● **Document extract**:
#####
I Have Never Been More Distraught

Before we begin, this will be a very long post, but I would hope you read this in its entirety, since I am putting everything I can into this post.
This is my twentieth year of blogging, and while I usually have stories about crime, or sarcasm, or anything else that people like. Today is not that post. This is a post about the the first girl who really, truly loved me...
The year was 1988.
This beautiful woman above is Meghan Mulqueen. The photo is from when she was playing lacrosse and field hockey at the University of Delaware. I met her at the Northeast Philadelphia Airport in 1988. Meghan's father was a bigwig at the airport, and they were looking for people to work during the summer. My mother asked if I wanted to make some money, and of course, I said, absolutely! So on the first day it was me, Meghan, David, and Jim. The guy running the four of us decided to put us into teams. David and Jim - they were older - and me and Meghan.
On the first day, both me and Meghan got dressed up, thinking that was what they wanted. That lasted for one day. Then they said we'd be painting the parking lot lines. Good idea, since it was a scalding summer that year. Meghan's father wasn't there the first day, and she seemed very apprehensive. I walked over to her, introduced myself, and said, "Come on, I'll show you around." We hit it off quickly. I'd talk to her, we'd listen to the radio outside, and just have a lot of fun.
On the second day, Meghan came in and started stretching in one of the empty rooms. All four of us were athletes, so we followed her lead. Meghan was the best athlete, but I'll talk about that later. David and Jim were painting the walls inside the hangars, and we were still painting the parking lines. When we got outside, Meghan said, "Thanks for working with me. I thought you hated me." I asked, "Why would you think that? I'd rather work with you than the eggs."
Meghan always called us "the three eggs."
Meghan eventually asked me to walk with her during lunch. We'd walk around the airport, talk a lot - mostly about lacrosse - and it was by far the best part of the day. One day we were painting inside an office and we had the radio on. It was really high at one point, and I looked at her. She looked back at me and said, "So?" Oh right, her father ran things there.
I was starting to fall in love with her. I wasn't going to say it, but I was absolutely in love with her. I did my best not to show it, but I couldn't stop looking at her. She was fun, smart, quick-witted, and absolutely beautiful. But hey, I was a very middle class guy, and someone like Meghan couldn't possibly be interested in the poor kid.
#####
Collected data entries
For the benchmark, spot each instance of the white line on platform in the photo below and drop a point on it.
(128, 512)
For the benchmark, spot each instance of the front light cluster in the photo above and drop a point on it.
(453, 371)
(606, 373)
#####
● **Your objective**: Transcribe the blog post from "On the second" up to and including "ran things there.".

● **Result**:
On the second day, Meghan came in and started stretching in one of the empty rooms. All four of us were athletes, so we followed her lead. Meghan was the best athlete, but I'll talk about that later. David and Jim were painting the walls inside the hangars, and we were still painting the parking lines. When we got outside, Meghan said, "Thanks for working with me. I thought you hated me." I asked, "Why would you think that? I'd rather work with you than the eggs."
Meghan always called us "the three eggs."
Meghan eventually asked me to walk with her during lunch. We'd walk around the airport, talk a lot - mostly about lacrosse - and it was by far the best part of the day. One day we were painting inside an office and we had the radio on. It was really high at one point, and I looked at her. She looked back at me and said, "So?" Oh right, her father ran things there.